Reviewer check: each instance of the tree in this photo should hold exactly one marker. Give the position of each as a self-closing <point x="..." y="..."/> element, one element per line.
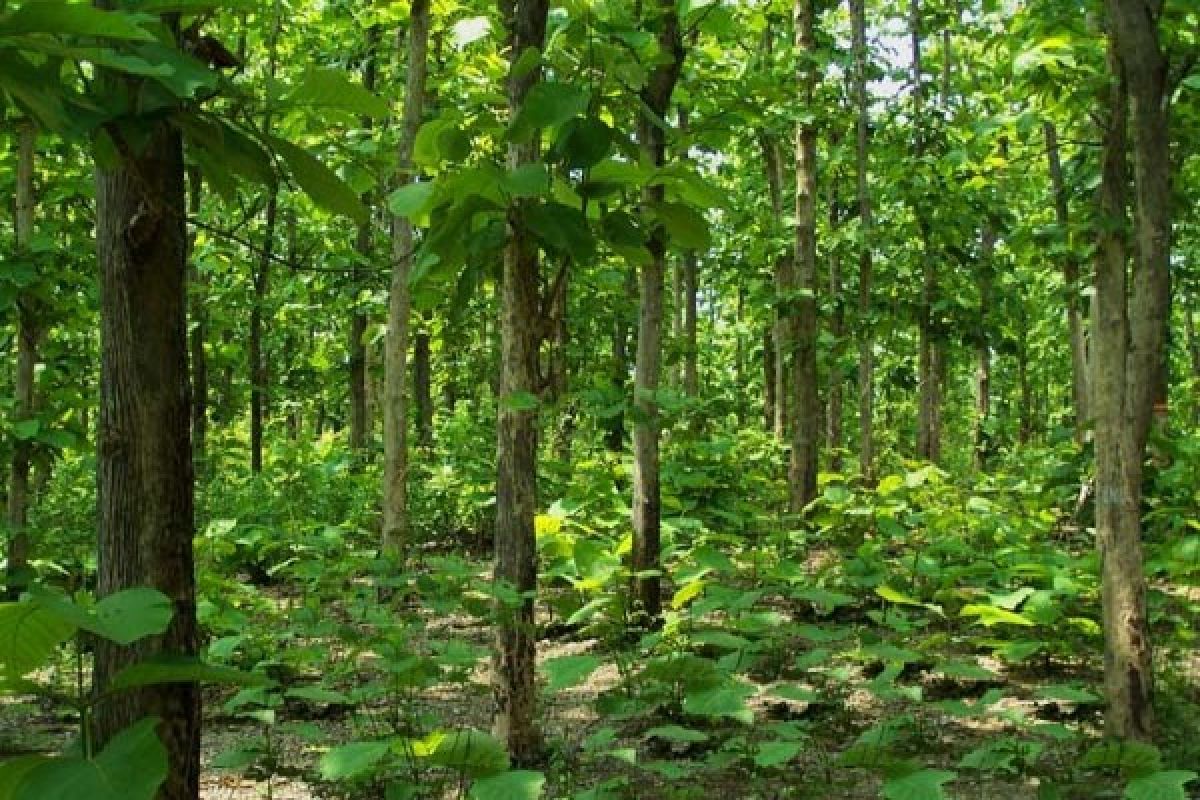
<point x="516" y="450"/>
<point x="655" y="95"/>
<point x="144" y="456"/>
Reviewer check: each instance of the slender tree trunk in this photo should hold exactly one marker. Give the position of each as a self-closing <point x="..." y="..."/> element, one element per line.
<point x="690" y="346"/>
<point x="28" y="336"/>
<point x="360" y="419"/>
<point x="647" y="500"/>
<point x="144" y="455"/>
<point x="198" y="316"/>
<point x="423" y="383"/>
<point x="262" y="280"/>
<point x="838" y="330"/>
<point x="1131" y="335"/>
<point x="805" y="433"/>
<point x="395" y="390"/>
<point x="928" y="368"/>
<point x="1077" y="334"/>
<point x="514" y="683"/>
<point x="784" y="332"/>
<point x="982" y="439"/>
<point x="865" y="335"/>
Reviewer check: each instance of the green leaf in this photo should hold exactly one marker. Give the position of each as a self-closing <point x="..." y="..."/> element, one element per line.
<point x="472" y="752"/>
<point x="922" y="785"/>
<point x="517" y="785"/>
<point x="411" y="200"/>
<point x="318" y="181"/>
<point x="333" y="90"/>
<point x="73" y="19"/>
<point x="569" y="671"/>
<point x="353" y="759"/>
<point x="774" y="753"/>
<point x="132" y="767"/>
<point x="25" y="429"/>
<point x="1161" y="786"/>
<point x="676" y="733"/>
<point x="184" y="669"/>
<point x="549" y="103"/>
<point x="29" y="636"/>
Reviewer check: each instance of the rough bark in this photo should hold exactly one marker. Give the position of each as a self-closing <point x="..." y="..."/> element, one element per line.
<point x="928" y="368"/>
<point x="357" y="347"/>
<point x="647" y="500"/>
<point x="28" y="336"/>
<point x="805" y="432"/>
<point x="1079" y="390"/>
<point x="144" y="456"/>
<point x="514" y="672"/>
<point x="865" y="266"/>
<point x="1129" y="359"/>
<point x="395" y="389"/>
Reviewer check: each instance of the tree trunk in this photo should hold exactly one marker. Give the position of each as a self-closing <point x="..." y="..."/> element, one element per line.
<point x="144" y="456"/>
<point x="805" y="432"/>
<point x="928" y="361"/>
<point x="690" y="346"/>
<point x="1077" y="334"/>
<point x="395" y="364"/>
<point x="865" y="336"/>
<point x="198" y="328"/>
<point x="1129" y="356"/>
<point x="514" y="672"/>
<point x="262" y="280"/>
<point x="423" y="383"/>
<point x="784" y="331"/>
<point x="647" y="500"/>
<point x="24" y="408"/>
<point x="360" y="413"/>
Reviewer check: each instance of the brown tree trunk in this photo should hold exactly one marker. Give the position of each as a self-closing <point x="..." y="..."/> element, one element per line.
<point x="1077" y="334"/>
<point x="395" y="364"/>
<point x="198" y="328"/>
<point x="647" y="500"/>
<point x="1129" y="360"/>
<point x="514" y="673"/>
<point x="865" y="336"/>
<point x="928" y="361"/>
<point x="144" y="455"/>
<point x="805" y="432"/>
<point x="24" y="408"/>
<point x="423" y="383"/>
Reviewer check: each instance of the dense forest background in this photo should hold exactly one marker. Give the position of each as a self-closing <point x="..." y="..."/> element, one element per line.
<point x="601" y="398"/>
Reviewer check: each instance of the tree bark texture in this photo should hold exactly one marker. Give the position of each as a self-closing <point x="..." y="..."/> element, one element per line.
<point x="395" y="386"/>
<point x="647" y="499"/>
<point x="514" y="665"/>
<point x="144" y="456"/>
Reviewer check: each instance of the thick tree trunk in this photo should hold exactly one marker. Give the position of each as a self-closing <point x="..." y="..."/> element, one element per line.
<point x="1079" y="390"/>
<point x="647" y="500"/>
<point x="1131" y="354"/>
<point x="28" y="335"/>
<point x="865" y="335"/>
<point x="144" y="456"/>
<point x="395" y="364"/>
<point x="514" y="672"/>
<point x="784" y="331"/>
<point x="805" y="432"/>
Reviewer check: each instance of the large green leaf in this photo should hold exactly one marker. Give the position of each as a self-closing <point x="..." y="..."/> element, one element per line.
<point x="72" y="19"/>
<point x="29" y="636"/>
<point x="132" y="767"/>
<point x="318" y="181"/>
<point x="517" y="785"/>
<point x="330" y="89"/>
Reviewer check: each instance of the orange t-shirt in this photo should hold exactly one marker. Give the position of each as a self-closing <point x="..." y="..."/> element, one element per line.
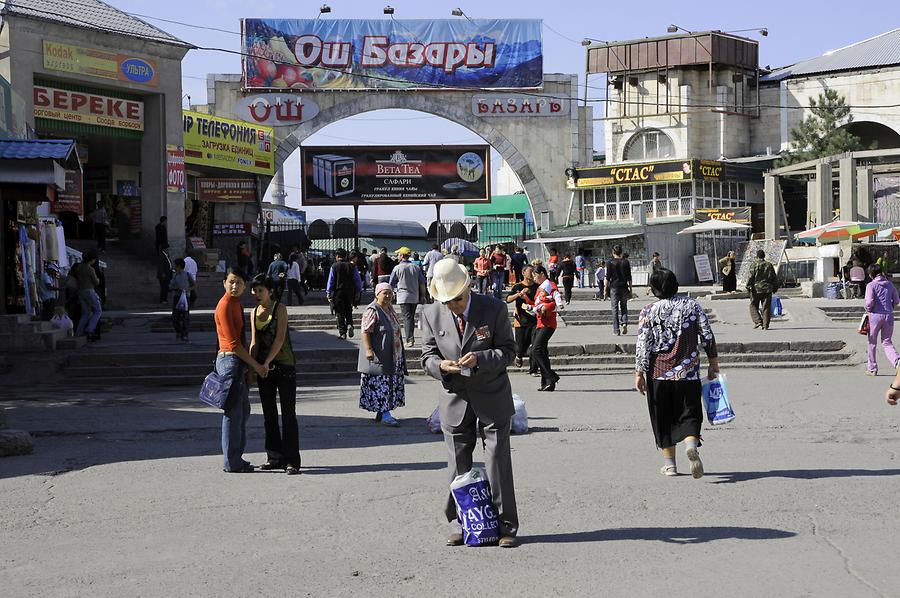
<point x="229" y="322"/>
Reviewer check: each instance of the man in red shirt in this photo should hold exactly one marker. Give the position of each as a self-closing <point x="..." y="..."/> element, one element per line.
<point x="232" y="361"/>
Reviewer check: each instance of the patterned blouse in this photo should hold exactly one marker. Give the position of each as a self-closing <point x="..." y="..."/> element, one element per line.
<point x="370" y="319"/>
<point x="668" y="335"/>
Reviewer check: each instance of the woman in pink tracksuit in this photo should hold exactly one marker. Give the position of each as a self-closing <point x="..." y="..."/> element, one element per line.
.....
WHAT TO DO - Output the listing above in full and exactly, with pictures excluded.

ANSWER FOR THIS EXERCISE -
Reviewer check: each instance of the tree in this photo should hold exactly one marker. Give the position of each as a self-closing <point x="..." y="..."/> element, one element per line.
<point x="516" y="450"/>
<point x="655" y="95"/>
<point x="144" y="456"/>
Reviewer check: each instance of the slender tree trunk in this photo should hold exactly one marker. Give the position of each as a self-closing <point x="..." y="..."/> element, one element per line.
<point x="690" y="346"/>
<point x="28" y="336"/>
<point x="360" y="419"/>
<point x="647" y="500"/>
<point x="144" y="455"/>
<point x="198" y="316"/>
<point x="423" y="383"/>
<point x="262" y="280"/>
<point x="838" y="330"/>
<point x="1131" y="335"/>
<point x="805" y="433"/>
<point x="395" y="390"/>
<point x="928" y="368"/>
<point x="1077" y="334"/>
<point x="514" y="683"/>
<point x="784" y="332"/>
<point x="982" y="439"/>
<point x="865" y="335"/>
Reviewer check: each instance of the green leaf in this photo should hold exactly one marker. Give the position of each as a self-closing <point x="..." y="..."/> element, one element per line.
<point x="472" y="752"/>
<point x="922" y="785"/>
<point x="517" y="785"/>
<point x="411" y="200"/>
<point x="318" y="181"/>
<point x="333" y="90"/>
<point x="73" y="19"/>
<point x="569" y="671"/>
<point x="353" y="759"/>
<point x="774" y="753"/>
<point x="132" y="767"/>
<point x="25" y="429"/>
<point x="1161" y="786"/>
<point x="676" y="733"/>
<point x="184" y="669"/>
<point x="549" y="103"/>
<point x="29" y="636"/>
Reviewer check: each instance of the rough bark in this photo should hold exactly one marker. Give the position of each as a self-closing <point x="..." y="..."/> element, one element per line.
<point x="928" y="368"/>
<point x="357" y="347"/>
<point x="647" y="500"/>
<point x="28" y="336"/>
<point x="805" y="432"/>
<point x="1079" y="390"/>
<point x="144" y="456"/>
<point x="514" y="672"/>
<point x="865" y="266"/>
<point x="1129" y="359"/>
<point x="395" y="389"/>
Reviewer check: each instance of the tree trunk in this photo should hold exactly one marker. Give the position of each as a self-closing <point x="..." y="..."/> element, one element per line.
<point x="144" y="456"/>
<point x="805" y="432"/>
<point x="928" y="361"/>
<point x="690" y="346"/>
<point x="1077" y="334"/>
<point x="395" y="364"/>
<point x="865" y="336"/>
<point x="198" y="328"/>
<point x="1129" y="356"/>
<point x="514" y="672"/>
<point x="262" y="280"/>
<point x="423" y="383"/>
<point x="784" y="331"/>
<point x="647" y="500"/>
<point x="24" y="408"/>
<point x="360" y="413"/>
Reviewer check: each instance of the brown tree trunk in this photo should hold exactly one marker. Give the position of each as a self-closing <point x="..." y="..."/> element, one element per line.
<point x="1077" y="334"/>
<point x="395" y="364"/>
<point x="198" y="328"/>
<point x="647" y="500"/>
<point x="1129" y="360"/>
<point x="514" y="673"/>
<point x="865" y="336"/>
<point x="928" y="361"/>
<point x="144" y="455"/>
<point x="805" y="432"/>
<point x="24" y="408"/>
<point x="423" y="383"/>
Reviewer check: each instance of the dense forest background in this photo should hold exactly one marker. Give the position of each as a self-closing <point x="..." y="..."/> element, one element per line.
<point x="601" y="398"/>
Reviewer check: each instance of the tree bark texture in this photo should hold exactly one marker. Give the position of each as a self-closing <point x="..." y="..."/> element, one element per line.
<point x="395" y="386"/>
<point x="647" y="499"/>
<point x="514" y="665"/>
<point x="144" y="456"/>
Reviewer check: each instance of the thick tree trunk in this photo should hold exactly one marker. Give the position of each as a self-closing <point x="..." y="..."/> element, one element per line.
<point x="1079" y="390"/>
<point x="647" y="500"/>
<point x="1131" y="354"/>
<point x="28" y="335"/>
<point x="865" y="335"/>
<point x="144" y="456"/>
<point x="395" y="364"/>
<point x="514" y="672"/>
<point x="784" y="331"/>
<point x="805" y="432"/>
Reviewer check: each instance of the large green leaf in this photo should hold exactly one marker. Give the position of each as a self-closing <point x="..." y="..."/> element, one element per line.
<point x="72" y="19"/>
<point x="29" y="636"/>
<point x="132" y="767"/>
<point x="318" y="181"/>
<point x="517" y="785"/>
<point x="330" y="89"/>
Reviewer check: each instance of the orange t-shirt in this photo should hold exactly one marker. Give the position of each as a self-closing <point x="..." y="..."/> element, one element per line.
<point x="229" y="322"/>
Reviewer check: each instance of the man in red shirt in this photo should hold exactly one marker. Give the position of each as a self-closing <point x="..." y="..."/> element, one element per line.
<point x="232" y="361"/>
Reviewer check: each instance of the patterned blouse in this photo should hold exactly one marker. Give the position of each as a self-closing <point x="..." y="..."/> element, one element per line.
<point x="370" y="319"/>
<point x="668" y="335"/>
Reviewer check: each instance of the woman in pink tracksuit in this photo should hold exactly one marker. Give the position of each as a self-closing <point x="..." y="..."/> element, one element per line.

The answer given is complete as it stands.